### Problem details
Show every line of the material below that contains the string "door", copied in full. Matching is case-sensitive.

## START Data listing

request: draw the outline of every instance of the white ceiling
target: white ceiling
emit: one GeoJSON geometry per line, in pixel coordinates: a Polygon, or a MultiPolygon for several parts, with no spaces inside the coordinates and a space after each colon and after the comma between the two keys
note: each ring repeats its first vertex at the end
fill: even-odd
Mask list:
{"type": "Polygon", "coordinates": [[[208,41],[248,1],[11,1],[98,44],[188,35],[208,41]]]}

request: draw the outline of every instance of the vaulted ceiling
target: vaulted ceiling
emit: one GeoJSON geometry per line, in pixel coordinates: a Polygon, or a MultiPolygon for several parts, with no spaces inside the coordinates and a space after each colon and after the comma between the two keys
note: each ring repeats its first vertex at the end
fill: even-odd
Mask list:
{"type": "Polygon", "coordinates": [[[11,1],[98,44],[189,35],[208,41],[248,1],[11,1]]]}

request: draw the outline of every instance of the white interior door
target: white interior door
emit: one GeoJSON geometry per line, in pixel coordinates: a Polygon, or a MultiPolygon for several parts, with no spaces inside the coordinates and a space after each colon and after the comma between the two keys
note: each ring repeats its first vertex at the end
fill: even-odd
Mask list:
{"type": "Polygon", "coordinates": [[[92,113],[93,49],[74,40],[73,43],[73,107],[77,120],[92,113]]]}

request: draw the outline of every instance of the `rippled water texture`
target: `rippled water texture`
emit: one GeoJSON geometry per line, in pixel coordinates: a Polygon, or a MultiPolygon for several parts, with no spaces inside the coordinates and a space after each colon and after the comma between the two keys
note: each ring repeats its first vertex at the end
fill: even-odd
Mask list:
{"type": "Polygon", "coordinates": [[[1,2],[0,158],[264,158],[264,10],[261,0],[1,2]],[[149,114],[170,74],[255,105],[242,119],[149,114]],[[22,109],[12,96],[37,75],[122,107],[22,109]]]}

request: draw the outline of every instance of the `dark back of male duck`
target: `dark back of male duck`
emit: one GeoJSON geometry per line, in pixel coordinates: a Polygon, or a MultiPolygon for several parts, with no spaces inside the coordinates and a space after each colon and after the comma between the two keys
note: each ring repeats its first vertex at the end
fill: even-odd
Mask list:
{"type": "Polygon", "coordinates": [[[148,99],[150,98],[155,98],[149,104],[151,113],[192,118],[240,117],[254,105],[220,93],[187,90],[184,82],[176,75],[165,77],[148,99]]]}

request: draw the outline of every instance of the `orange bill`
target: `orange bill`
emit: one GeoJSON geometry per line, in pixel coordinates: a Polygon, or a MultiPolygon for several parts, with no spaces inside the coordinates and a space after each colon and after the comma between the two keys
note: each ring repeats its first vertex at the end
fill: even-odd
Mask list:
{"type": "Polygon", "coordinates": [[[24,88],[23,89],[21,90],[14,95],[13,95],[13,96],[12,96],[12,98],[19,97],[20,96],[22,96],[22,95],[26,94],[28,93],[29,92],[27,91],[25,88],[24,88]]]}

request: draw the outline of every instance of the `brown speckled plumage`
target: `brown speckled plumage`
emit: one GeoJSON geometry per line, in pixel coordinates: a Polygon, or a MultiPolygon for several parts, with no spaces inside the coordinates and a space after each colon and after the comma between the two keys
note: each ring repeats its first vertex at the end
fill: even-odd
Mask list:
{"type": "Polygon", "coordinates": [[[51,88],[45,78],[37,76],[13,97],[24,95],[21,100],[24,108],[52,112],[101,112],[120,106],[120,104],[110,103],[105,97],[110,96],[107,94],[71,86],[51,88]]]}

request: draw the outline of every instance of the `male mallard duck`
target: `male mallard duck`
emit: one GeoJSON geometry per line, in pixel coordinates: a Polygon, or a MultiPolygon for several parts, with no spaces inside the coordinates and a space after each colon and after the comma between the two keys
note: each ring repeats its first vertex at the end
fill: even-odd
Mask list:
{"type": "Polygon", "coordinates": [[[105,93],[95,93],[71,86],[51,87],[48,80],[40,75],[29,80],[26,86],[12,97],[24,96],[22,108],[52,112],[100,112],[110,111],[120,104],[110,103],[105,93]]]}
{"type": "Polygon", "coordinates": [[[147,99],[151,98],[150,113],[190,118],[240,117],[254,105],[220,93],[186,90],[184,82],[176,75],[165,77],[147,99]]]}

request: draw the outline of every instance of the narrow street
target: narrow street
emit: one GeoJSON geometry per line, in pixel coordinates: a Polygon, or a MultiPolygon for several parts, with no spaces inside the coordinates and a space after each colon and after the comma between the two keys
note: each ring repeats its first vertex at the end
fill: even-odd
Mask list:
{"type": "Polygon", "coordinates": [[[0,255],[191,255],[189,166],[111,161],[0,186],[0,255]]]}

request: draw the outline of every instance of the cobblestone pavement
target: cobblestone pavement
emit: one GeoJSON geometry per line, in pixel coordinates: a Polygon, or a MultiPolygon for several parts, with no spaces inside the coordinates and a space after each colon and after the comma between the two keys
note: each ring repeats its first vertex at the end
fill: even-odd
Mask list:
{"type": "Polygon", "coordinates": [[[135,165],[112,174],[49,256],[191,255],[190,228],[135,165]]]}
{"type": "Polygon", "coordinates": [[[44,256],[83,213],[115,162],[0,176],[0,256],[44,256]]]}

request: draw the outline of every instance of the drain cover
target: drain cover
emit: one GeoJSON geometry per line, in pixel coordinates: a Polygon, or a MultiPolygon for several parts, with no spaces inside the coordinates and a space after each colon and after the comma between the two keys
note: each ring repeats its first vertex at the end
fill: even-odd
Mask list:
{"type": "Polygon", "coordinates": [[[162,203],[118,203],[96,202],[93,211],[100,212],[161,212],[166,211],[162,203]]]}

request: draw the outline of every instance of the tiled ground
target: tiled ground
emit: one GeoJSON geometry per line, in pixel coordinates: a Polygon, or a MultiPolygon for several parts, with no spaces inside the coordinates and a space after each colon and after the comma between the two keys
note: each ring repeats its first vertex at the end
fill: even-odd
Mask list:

## END Data listing

### Answer to this task
request: draw the outline of every instance of the white interior door
target: white interior door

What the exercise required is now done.